Records from a data collection
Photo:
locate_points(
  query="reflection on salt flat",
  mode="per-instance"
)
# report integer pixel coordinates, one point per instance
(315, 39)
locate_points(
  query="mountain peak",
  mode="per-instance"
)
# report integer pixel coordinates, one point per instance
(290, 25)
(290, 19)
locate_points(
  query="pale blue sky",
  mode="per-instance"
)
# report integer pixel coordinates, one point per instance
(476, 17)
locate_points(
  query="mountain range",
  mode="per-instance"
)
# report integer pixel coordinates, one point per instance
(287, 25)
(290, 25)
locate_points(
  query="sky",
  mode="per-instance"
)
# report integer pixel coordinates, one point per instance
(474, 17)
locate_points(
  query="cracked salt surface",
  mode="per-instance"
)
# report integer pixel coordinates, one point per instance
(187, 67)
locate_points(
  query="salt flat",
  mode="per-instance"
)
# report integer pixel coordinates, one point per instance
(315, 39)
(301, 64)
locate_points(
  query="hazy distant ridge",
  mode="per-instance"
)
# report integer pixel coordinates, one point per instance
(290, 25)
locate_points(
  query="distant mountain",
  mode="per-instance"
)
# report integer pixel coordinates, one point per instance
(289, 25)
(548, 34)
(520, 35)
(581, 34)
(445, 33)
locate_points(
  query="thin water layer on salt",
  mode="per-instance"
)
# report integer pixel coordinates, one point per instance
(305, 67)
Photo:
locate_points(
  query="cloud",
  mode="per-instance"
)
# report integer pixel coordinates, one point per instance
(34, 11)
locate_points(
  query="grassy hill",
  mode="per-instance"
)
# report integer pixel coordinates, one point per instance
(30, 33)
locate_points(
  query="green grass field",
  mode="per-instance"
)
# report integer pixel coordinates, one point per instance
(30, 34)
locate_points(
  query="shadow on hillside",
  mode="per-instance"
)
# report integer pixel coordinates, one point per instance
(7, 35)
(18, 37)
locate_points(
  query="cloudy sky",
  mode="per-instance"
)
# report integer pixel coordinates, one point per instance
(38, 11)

What is being asked.
Wherever the string "distant" occurs in the records above, copy that line.

Final answer.
  query="hazy distant ridge",
  query="distant mountain",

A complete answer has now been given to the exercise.